**WORK INSTRUCTION**
Which lines in the material below contain the word "plate"? Copy each of them.
---------------
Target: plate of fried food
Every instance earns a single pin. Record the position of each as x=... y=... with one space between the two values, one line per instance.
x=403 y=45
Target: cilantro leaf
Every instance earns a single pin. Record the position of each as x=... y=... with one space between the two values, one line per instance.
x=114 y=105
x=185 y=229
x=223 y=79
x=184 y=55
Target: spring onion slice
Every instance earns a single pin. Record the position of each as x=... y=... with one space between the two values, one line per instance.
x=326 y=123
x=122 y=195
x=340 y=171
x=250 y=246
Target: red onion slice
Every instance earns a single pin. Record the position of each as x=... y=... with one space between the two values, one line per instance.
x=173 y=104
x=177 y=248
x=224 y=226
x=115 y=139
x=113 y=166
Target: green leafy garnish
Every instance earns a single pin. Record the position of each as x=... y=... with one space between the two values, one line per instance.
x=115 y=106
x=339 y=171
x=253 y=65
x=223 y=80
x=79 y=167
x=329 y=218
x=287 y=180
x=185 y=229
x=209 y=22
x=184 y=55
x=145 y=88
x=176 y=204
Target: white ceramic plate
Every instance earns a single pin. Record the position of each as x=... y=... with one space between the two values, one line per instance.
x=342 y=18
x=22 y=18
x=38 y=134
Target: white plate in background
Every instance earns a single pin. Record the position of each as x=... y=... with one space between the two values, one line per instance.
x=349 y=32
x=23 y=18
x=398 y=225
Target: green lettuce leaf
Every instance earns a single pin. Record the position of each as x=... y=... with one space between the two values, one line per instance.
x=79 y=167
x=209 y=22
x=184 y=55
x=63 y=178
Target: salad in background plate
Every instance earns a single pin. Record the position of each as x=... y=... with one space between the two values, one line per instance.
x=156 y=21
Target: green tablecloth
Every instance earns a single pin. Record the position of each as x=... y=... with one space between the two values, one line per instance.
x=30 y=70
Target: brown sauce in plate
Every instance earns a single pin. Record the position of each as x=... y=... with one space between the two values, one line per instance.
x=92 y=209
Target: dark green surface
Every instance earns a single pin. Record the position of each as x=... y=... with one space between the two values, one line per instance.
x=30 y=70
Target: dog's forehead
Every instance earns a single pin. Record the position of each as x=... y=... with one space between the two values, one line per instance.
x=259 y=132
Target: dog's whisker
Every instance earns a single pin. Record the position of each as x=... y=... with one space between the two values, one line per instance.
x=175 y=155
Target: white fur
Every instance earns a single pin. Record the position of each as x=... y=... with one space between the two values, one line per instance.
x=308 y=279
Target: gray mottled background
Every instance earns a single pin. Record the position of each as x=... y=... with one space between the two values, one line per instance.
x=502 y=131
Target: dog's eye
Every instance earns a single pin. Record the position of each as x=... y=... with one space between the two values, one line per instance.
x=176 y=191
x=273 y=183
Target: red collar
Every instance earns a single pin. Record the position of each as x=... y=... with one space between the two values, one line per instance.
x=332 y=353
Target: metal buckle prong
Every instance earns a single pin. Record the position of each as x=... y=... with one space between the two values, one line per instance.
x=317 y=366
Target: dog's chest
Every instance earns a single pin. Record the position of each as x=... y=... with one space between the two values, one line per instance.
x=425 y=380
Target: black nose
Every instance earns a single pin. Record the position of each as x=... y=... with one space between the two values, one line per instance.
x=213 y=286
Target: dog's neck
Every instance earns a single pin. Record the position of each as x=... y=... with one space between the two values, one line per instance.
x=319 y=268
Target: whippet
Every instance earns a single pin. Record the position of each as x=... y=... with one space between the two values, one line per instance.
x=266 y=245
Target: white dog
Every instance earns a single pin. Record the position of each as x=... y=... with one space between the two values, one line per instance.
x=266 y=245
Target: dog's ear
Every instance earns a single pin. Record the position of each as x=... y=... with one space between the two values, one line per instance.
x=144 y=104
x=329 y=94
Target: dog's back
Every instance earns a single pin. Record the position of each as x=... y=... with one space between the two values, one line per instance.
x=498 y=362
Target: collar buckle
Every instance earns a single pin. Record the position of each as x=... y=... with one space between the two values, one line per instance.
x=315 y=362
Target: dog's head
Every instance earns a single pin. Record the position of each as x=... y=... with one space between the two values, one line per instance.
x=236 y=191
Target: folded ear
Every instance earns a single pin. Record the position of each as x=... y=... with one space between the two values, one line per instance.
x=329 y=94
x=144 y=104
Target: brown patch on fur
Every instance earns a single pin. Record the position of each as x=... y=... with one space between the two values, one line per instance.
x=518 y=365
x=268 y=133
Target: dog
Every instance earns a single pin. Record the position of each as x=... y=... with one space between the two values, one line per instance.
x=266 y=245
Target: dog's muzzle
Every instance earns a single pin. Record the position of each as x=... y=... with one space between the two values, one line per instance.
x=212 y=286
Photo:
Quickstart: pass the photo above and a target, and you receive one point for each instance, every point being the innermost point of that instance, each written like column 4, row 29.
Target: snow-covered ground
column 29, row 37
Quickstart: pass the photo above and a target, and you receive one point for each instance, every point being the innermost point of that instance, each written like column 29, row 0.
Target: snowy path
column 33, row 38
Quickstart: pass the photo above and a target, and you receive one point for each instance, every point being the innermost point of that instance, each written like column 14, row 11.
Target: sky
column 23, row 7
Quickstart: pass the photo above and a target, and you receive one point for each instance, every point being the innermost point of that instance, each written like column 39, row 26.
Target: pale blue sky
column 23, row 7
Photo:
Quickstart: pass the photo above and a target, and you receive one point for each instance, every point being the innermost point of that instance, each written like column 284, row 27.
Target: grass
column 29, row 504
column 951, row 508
---------------
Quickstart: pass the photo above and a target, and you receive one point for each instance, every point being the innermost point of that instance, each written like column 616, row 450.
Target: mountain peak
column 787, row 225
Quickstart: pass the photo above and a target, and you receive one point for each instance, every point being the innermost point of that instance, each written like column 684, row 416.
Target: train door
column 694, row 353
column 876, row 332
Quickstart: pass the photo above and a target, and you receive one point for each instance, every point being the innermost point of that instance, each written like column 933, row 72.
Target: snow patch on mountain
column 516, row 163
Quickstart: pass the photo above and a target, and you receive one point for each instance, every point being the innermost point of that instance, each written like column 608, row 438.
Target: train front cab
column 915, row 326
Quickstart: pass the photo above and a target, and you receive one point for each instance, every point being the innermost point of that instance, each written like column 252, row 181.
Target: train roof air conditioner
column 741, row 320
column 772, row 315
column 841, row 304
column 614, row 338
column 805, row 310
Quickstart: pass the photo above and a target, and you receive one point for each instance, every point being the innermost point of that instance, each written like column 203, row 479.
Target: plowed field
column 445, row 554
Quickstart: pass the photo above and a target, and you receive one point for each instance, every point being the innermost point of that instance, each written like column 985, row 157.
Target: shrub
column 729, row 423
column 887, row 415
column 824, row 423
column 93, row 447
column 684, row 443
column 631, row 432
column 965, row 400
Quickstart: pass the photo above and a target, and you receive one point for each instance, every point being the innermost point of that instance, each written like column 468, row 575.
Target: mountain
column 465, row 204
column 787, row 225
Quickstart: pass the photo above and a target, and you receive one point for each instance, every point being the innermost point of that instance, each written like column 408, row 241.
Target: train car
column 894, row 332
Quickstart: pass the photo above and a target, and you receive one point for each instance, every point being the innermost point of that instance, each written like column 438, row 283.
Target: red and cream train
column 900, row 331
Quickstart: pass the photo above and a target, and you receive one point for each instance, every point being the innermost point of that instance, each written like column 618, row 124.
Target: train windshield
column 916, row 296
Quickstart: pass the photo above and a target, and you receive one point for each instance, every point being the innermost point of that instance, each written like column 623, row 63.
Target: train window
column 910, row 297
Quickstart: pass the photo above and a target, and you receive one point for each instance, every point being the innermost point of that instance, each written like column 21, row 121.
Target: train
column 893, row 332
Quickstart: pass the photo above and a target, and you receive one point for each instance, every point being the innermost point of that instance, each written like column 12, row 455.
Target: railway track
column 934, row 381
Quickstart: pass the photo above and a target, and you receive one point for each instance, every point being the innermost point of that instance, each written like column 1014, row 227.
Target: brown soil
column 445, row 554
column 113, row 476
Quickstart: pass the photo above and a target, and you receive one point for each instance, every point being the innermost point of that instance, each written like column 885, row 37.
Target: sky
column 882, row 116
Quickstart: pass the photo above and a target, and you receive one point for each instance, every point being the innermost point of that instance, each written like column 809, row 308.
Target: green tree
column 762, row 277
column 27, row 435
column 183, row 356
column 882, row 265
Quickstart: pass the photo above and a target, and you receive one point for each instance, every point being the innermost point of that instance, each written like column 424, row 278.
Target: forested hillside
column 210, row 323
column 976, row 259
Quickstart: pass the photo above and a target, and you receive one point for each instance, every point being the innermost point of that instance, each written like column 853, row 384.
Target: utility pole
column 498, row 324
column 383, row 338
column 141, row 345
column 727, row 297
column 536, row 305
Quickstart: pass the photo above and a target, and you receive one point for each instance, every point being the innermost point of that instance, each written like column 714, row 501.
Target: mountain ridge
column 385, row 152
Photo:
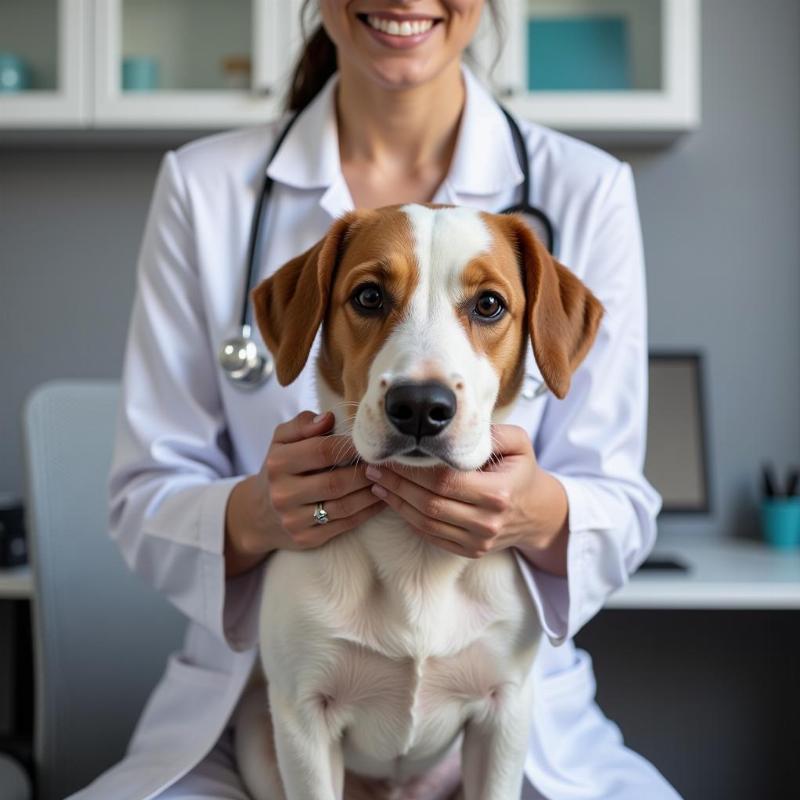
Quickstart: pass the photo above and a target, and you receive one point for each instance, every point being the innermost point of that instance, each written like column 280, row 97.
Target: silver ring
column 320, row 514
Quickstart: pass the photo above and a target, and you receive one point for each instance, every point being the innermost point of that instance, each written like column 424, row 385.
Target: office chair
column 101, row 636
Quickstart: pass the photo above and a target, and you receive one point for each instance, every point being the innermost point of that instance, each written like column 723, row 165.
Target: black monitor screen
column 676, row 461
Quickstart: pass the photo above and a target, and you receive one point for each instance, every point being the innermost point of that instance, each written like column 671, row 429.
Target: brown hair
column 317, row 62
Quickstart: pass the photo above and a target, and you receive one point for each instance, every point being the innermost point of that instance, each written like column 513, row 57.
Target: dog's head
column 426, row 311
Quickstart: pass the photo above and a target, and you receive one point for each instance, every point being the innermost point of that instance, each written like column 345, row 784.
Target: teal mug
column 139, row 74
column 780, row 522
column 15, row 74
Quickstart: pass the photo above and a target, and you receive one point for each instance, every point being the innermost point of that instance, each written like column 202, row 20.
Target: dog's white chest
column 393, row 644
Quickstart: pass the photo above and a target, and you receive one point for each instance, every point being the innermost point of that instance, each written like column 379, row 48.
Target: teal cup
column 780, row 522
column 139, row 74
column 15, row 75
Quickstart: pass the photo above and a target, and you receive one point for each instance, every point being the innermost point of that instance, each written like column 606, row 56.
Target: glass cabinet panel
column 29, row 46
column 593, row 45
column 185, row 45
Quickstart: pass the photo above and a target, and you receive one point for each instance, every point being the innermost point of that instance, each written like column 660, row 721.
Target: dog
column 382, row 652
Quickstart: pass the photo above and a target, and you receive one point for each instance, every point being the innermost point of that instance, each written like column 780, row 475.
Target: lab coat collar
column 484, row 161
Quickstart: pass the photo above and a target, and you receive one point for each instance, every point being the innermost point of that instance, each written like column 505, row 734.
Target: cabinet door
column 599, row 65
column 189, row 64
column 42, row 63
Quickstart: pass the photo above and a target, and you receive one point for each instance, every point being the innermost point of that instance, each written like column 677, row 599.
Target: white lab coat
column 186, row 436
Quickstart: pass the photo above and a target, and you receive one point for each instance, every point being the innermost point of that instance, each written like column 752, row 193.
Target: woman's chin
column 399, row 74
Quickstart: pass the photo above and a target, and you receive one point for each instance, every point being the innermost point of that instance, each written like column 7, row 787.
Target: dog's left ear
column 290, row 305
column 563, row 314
---------------
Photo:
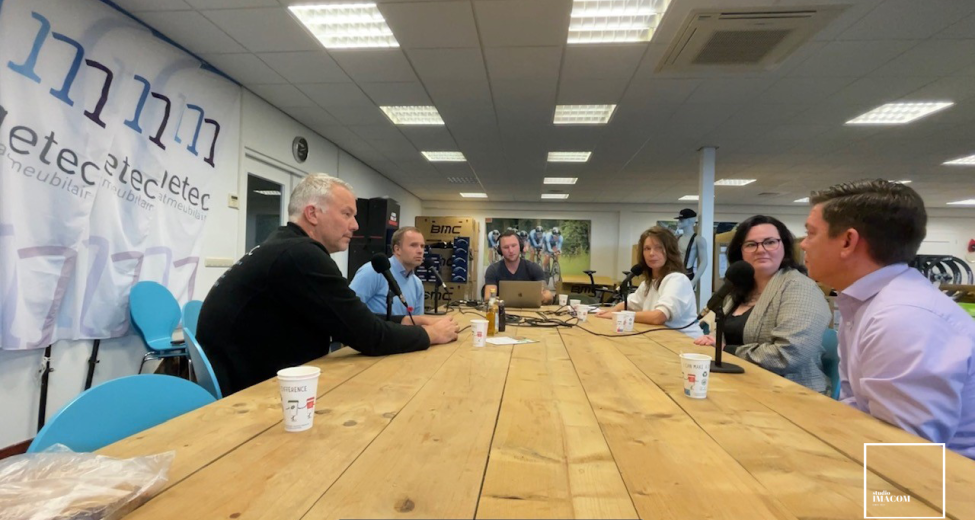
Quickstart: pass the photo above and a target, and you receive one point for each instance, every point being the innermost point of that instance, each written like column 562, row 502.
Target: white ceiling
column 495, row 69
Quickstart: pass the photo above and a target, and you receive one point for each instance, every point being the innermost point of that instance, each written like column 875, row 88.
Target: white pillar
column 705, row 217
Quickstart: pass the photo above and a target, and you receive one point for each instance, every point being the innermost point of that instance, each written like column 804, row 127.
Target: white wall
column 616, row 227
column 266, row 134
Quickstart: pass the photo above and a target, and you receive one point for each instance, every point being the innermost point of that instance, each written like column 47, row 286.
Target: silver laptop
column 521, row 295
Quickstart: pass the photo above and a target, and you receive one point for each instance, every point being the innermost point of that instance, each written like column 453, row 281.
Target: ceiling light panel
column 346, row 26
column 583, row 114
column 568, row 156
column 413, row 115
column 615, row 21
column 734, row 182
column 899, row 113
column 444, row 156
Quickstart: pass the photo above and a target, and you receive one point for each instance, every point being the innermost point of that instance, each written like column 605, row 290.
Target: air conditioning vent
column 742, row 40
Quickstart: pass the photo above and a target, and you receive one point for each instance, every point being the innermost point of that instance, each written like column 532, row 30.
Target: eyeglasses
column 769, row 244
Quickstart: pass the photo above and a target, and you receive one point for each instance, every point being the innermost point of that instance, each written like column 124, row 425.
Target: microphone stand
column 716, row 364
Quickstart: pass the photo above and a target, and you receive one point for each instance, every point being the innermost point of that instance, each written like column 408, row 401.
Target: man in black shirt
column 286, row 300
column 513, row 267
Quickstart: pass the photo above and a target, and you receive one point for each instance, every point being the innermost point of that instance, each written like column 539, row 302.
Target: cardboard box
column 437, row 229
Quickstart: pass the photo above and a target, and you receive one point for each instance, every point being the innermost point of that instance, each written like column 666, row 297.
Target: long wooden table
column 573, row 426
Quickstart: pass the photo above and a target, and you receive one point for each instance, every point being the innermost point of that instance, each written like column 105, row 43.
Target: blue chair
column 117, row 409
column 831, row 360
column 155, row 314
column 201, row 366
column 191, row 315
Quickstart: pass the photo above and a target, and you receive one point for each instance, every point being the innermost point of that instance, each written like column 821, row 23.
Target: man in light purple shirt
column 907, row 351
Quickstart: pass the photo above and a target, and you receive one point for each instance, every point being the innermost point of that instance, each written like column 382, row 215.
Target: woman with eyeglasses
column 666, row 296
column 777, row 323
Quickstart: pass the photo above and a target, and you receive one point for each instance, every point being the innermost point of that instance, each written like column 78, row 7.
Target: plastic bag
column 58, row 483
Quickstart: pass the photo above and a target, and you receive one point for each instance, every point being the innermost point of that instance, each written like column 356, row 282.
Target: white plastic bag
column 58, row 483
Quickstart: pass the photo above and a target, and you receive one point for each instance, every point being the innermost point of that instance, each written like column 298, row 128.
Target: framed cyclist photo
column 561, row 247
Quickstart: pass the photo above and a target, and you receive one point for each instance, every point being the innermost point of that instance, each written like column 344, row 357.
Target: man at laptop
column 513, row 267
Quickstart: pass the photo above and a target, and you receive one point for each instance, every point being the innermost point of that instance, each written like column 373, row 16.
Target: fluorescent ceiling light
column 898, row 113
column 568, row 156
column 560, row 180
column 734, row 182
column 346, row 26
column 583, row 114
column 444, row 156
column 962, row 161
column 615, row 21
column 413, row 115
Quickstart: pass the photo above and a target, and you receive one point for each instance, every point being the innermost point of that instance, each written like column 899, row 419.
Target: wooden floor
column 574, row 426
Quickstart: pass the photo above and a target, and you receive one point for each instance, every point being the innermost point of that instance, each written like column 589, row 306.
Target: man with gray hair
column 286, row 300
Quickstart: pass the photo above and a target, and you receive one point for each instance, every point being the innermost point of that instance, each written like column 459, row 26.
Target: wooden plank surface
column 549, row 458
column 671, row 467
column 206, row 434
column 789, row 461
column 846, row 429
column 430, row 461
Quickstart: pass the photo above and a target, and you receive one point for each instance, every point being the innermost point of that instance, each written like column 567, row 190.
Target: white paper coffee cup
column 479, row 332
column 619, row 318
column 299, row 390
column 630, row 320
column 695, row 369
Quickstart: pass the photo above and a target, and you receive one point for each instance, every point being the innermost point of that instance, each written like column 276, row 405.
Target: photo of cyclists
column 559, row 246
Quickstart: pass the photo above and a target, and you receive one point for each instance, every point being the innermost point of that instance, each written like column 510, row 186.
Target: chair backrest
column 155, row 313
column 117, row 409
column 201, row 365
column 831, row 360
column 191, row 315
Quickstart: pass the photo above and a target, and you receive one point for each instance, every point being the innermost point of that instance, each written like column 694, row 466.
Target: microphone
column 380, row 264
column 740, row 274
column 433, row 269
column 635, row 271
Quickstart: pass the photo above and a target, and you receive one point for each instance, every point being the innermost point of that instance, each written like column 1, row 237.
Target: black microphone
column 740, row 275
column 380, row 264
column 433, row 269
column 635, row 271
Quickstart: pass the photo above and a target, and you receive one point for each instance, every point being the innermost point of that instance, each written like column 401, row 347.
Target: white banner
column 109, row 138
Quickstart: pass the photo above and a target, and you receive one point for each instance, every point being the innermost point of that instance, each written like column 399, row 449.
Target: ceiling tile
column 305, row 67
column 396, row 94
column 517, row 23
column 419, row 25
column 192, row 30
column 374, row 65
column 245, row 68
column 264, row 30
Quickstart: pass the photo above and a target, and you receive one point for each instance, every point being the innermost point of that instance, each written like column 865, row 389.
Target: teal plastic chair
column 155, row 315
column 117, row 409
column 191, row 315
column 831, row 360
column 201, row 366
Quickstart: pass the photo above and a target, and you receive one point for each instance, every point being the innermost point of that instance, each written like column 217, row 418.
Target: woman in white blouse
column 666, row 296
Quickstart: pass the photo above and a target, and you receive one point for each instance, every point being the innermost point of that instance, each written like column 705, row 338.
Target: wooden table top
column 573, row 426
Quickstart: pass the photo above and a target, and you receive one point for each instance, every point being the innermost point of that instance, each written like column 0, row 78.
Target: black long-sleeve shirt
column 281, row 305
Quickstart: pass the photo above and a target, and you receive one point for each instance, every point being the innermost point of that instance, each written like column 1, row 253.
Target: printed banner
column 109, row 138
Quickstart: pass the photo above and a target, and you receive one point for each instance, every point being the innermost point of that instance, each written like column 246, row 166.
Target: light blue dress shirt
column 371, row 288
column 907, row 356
---------------
**SOLUTION BELOW**
Target: plate of fried food
Target: white ceramic plate
Target: white plate in background
Target: salad in background plate
Target: brown sauce in plate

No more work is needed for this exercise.